Give the records again exactly as written. Leave out the pictures.

----------------------------------------

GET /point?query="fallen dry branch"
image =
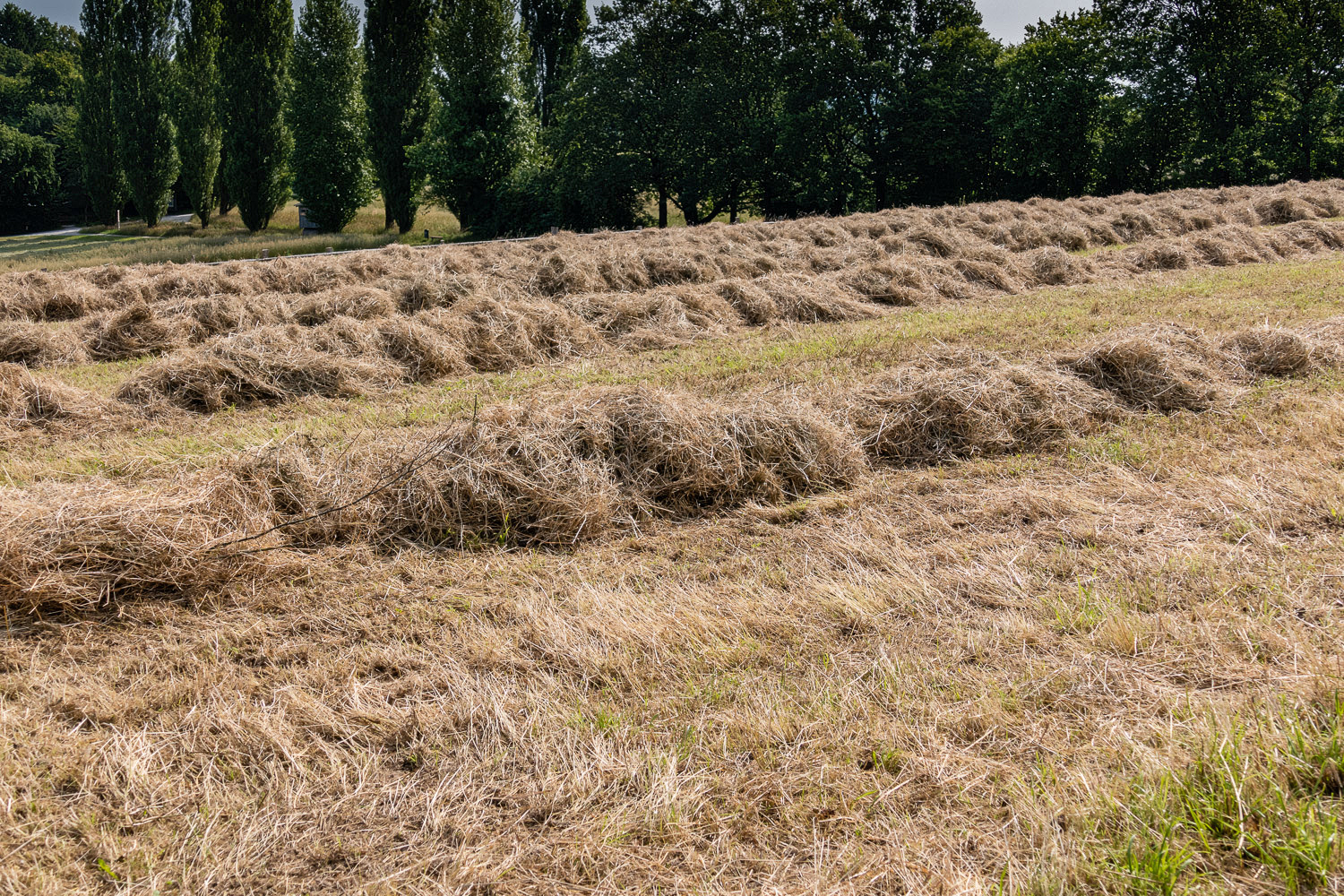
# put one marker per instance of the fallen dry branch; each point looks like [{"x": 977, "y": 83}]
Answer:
[
  {"x": 961, "y": 406},
  {"x": 573, "y": 468}
]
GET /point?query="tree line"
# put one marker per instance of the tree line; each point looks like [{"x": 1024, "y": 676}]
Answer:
[{"x": 521, "y": 117}]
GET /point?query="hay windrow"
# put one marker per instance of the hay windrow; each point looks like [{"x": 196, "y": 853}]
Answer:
[
  {"x": 134, "y": 332},
  {"x": 250, "y": 370},
  {"x": 1279, "y": 352},
  {"x": 38, "y": 346},
  {"x": 1156, "y": 368},
  {"x": 967, "y": 405},
  {"x": 81, "y": 546},
  {"x": 30, "y": 401},
  {"x": 559, "y": 473}
]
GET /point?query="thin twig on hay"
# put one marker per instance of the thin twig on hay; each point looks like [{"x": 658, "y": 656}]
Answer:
[{"x": 417, "y": 462}]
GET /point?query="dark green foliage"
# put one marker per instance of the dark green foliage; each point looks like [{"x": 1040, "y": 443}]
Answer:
[
  {"x": 556, "y": 34},
  {"x": 99, "y": 144},
  {"x": 331, "y": 172},
  {"x": 29, "y": 179},
  {"x": 140, "y": 97},
  {"x": 1306, "y": 39},
  {"x": 255, "y": 42},
  {"x": 481, "y": 131},
  {"x": 195, "y": 94},
  {"x": 397, "y": 64},
  {"x": 1054, "y": 88}
]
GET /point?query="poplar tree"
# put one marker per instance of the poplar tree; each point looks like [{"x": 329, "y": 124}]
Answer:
[
  {"x": 196, "y": 90},
  {"x": 97, "y": 126},
  {"x": 147, "y": 137},
  {"x": 255, "y": 42},
  {"x": 327, "y": 110},
  {"x": 483, "y": 128},
  {"x": 556, "y": 34},
  {"x": 397, "y": 64}
]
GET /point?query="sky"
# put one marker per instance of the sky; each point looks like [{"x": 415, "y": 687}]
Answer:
[{"x": 1004, "y": 19}]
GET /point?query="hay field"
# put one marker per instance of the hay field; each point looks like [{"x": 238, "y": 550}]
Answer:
[{"x": 981, "y": 549}]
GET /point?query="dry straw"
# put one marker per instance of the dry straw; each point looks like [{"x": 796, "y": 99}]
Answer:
[{"x": 566, "y": 469}]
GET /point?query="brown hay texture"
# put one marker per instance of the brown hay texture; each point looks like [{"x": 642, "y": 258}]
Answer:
[
  {"x": 564, "y": 469},
  {"x": 81, "y": 546},
  {"x": 132, "y": 333},
  {"x": 376, "y": 319},
  {"x": 559, "y": 473},
  {"x": 30, "y": 401},
  {"x": 1281, "y": 352},
  {"x": 967, "y": 405},
  {"x": 1156, "y": 367}
]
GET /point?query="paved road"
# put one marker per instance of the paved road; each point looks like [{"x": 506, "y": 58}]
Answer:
[{"x": 74, "y": 228}]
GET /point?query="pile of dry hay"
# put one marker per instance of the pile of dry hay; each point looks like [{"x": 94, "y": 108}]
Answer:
[
  {"x": 26, "y": 400},
  {"x": 507, "y": 304},
  {"x": 566, "y": 470},
  {"x": 965, "y": 405},
  {"x": 518, "y": 474}
]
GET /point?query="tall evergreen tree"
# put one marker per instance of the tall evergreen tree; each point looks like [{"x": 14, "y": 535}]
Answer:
[
  {"x": 255, "y": 42},
  {"x": 331, "y": 171},
  {"x": 142, "y": 96},
  {"x": 556, "y": 34},
  {"x": 97, "y": 126},
  {"x": 196, "y": 90},
  {"x": 397, "y": 64},
  {"x": 483, "y": 128}
]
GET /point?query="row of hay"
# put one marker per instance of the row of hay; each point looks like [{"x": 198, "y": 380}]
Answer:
[
  {"x": 349, "y": 357},
  {"x": 659, "y": 317},
  {"x": 636, "y": 263},
  {"x": 564, "y": 471}
]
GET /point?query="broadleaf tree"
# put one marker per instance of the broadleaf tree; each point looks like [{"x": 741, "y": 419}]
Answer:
[
  {"x": 255, "y": 42},
  {"x": 327, "y": 110},
  {"x": 196, "y": 90},
  {"x": 556, "y": 32},
  {"x": 397, "y": 64},
  {"x": 481, "y": 129},
  {"x": 97, "y": 126},
  {"x": 142, "y": 85}
]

----------------------------------------

== Response to the task ==
GET /point?query="fallen dry branch"
image =
# put one marker per instance of the fallen dry branch; each point looks like [{"x": 977, "y": 83}]
Answer:
[
  {"x": 961, "y": 406},
  {"x": 573, "y": 468}
]
GET /point?query="tree line"
# put one marker per instance of the tree line; each point looks like [{"x": 1024, "y": 676}]
Answer:
[{"x": 521, "y": 117}]
GET /point?query="hay windrow"
# put one marker per instance of the hay windrow; each point looks like [{"x": 196, "y": 853}]
Answer:
[
  {"x": 134, "y": 332},
  {"x": 250, "y": 370},
  {"x": 1279, "y": 352},
  {"x": 38, "y": 346},
  {"x": 1156, "y": 368},
  {"x": 967, "y": 405},
  {"x": 81, "y": 546},
  {"x": 30, "y": 401},
  {"x": 559, "y": 473}
]
GET /point?query="thin twig on hay"
# put one marker per instance of the thin twig on hay; each point looks like [{"x": 658, "y": 656}]
Answer:
[{"x": 417, "y": 462}]
GET /point?query="dark green foliage"
# put one marker per instance of the dark green foliage; each point looks like [{"x": 1040, "y": 443}]
Answer:
[
  {"x": 556, "y": 34},
  {"x": 99, "y": 144},
  {"x": 331, "y": 172},
  {"x": 29, "y": 179},
  {"x": 140, "y": 97},
  {"x": 1306, "y": 39},
  {"x": 255, "y": 42},
  {"x": 481, "y": 131},
  {"x": 195, "y": 94},
  {"x": 397, "y": 64},
  {"x": 1054, "y": 88}
]
GET /point?query="poplar tree"
# put one marker per instance of the poplar tree; each point looks like [{"x": 329, "y": 124}]
Answer:
[
  {"x": 196, "y": 90},
  {"x": 97, "y": 126},
  {"x": 147, "y": 137},
  {"x": 255, "y": 42},
  {"x": 327, "y": 110},
  {"x": 483, "y": 128},
  {"x": 556, "y": 34},
  {"x": 397, "y": 64}
]
GET /point?query="sky"
# put one marker per instance of the sky; each point looks like [{"x": 415, "y": 687}]
Answer:
[{"x": 1004, "y": 19}]
GET /point?query="hay field"
# put one marker per instance of the hay field; each point looks like [{"x": 238, "y": 550}]
Answer:
[{"x": 981, "y": 549}]
GET /point?query="dry straw"
# put one marker per instance of the dry straw; each point looks like [{"x": 796, "y": 99}]
Answer:
[{"x": 566, "y": 469}]
GET /point?query="brown hay texture"
# put one marker per instance of the brown hay texture; each point looks like [{"x": 642, "y": 258}]
Answer:
[
  {"x": 564, "y": 469},
  {"x": 81, "y": 546},
  {"x": 132, "y": 333},
  {"x": 376, "y": 319},
  {"x": 559, "y": 473},
  {"x": 30, "y": 401},
  {"x": 1281, "y": 352},
  {"x": 967, "y": 405},
  {"x": 1156, "y": 367}
]
GET /point?query="paved road"
# put one marker per instance of the paved road; each point looks like [{"x": 506, "y": 58}]
Answer:
[{"x": 74, "y": 228}]
GET /point?query="pile of dry hay"
# put one marker per instance of the pile of dry hay; each point looks like [{"x": 94, "y": 108}]
Answer:
[
  {"x": 26, "y": 400},
  {"x": 507, "y": 304},
  {"x": 566, "y": 470},
  {"x": 965, "y": 405},
  {"x": 518, "y": 474}
]
GET /point?query="tall evergreen tree"
# put one marker per instance of the tall evergreen tree; each point looks like [{"x": 14, "y": 535}]
Answer:
[
  {"x": 255, "y": 42},
  {"x": 331, "y": 171},
  {"x": 142, "y": 96},
  {"x": 556, "y": 34},
  {"x": 97, "y": 126},
  {"x": 196, "y": 90},
  {"x": 397, "y": 64},
  {"x": 483, "y": 128}
]
GET /point?query="row of hay"
# put one marker per instance of the row of hay; each point looks like [{"x": 198, "y": 380}]
Answer:
[
  {"x": 349, "y": 357},
  {"x": 659, "y": 317},
  {"x": 636, "y": 263},
  {"x": 564, "y": 471}
]
GET /point?query="broadleaf tree"
# put one marker per instance of the broadleaf tree; each point looks like [{"x": 741, "y": 419}]
Answer:
[
  {"x": 255, "y": 42},
  {"x": 327, "y": 110},
  {"x": 196, "y": 90},
  {"x": 556, "y": 32},
  {"x": 397, "y": 64},
  {"x": 481, "y": 129},
  {"x": 97, "y": 126},
  {"x": 142, "y": 85}
]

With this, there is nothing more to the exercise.